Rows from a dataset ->
"""

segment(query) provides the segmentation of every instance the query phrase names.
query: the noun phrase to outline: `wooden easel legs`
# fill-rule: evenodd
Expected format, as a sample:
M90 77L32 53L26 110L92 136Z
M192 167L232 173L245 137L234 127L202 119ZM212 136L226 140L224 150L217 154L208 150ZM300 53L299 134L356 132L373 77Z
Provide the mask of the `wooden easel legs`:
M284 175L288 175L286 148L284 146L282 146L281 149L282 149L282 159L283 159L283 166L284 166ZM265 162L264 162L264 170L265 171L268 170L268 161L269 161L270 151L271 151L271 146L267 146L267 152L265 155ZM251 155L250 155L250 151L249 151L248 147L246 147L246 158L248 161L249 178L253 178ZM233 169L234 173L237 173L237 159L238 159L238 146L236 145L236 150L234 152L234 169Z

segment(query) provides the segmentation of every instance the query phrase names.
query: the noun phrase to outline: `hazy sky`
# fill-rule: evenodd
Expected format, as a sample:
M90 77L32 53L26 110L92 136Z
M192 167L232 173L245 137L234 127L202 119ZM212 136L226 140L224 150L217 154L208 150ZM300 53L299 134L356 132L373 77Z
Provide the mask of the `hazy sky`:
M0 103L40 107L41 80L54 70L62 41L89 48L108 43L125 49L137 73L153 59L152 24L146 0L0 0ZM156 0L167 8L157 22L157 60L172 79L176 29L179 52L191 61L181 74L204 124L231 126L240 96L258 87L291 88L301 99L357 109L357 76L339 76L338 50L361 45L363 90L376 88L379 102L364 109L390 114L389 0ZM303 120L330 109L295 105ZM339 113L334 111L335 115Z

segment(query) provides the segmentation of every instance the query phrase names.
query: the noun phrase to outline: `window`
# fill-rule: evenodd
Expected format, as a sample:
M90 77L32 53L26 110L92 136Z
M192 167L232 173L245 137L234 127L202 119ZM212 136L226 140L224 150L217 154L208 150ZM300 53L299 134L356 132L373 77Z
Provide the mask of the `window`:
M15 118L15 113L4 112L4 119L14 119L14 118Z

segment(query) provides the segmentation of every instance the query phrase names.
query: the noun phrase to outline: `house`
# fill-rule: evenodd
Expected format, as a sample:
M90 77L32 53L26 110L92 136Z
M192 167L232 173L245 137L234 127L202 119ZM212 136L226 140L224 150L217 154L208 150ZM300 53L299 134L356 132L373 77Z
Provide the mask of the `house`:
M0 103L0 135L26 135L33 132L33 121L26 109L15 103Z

"""

Instructions for the task -> Extract all of the material above and reproduce every line verbatim.

Exercise output ->
segment(query) provides the segmentation of every instance the query phrase names.
query: the noun phrase to outline: `wooden easel legs`
# fill-rule: evenodd
Expected format, as a sample:
M90 77L32 53L26 110L92 136Z
M192 167L232 173L245 137L234 127L202 119ZM212 136L226 140L224 150L217 154L208 150ZM300 53L299 134L356 132L373 77Z
Provide the mask of the `wooden easel legs`:
M284 175L288 175L286 148L284 146L282 146L281 149L282 149L282 159L283 159L283 166L284 166ZM265 162L264 162L264 170L265 171L268 170L268 161L269 161L270 151L271 151L271 146L267 146L267 152L265 155ZM251 155L250 155L250 151L249 151L248 147L246 147L246 158L248 161L249 178L253 178ZM233 169L234 173L237 173L237 159L238 159L238 146L236 145L236 150L234 152L234 169Z

segment(query) provides the segmentation of every instance the query phrase names.
query: the noun phrase to outline: `hazy sky`
# fill-rule: evenodd
Expected format, as a sample:
M90 77L32 53L26 110L92 136Z
M192 167L232 173L245 137L234 127L202 119ZM212 136L226 140L224 150L217 154L208 150ZM300 53L299 134L356 132L373 77Z
Provide the mask of the `hazy sky`:
M0 103L40 107L41 80L54 70L62 41L89 48L108 43L125 49L137 73L153 59L152 24L146 0L0 0ZM156 0L167 8L157 22L157 60L172 79L176 29L179 52L191 61L181 74L204 124L231 126L240 96L258 87L291 88L301 99L357 109L357 76L339 76L338 50L361 45L363 90L376 88L379 102L364 109L390 114L389 0ZM303 120L330 109L295 105ZM339 113L334 111L335 115Z

segment(query) provides the segmentation of every instance the query phrase names.
query: the noun phrase to outline: `window`
# fill-rule: evenodd
Expected format, as a sample:
M90 77L32 53L26 110L92 136Z
M192 167L232 173L245 137L234 127L202 119ZM212 136L226 140L224 150L217 154L208 150ZM300 53L299 134L356 132L373 77Z
Provide the mask of the `window`:
M15 118L15 113L4 112L4 119L14 119L14 118Z

segment(query) provides the segmentation of every instance the query phrase names.
query: the noun phrase to outline: `house`
# fill-rule: evenodd
Expected format, as a sample:
M90 77L32 53L26 110L92 136Z
M192 167L232 173L245 137L234 127L202 119ZM212 136L226 140L224 150L217 154L208 150ZM300 53L299 134L356 132L373 77Z
Provide the mask of the `house`:
M0 103L0 135L26 135L33 132L33 121L26 109L15 103Z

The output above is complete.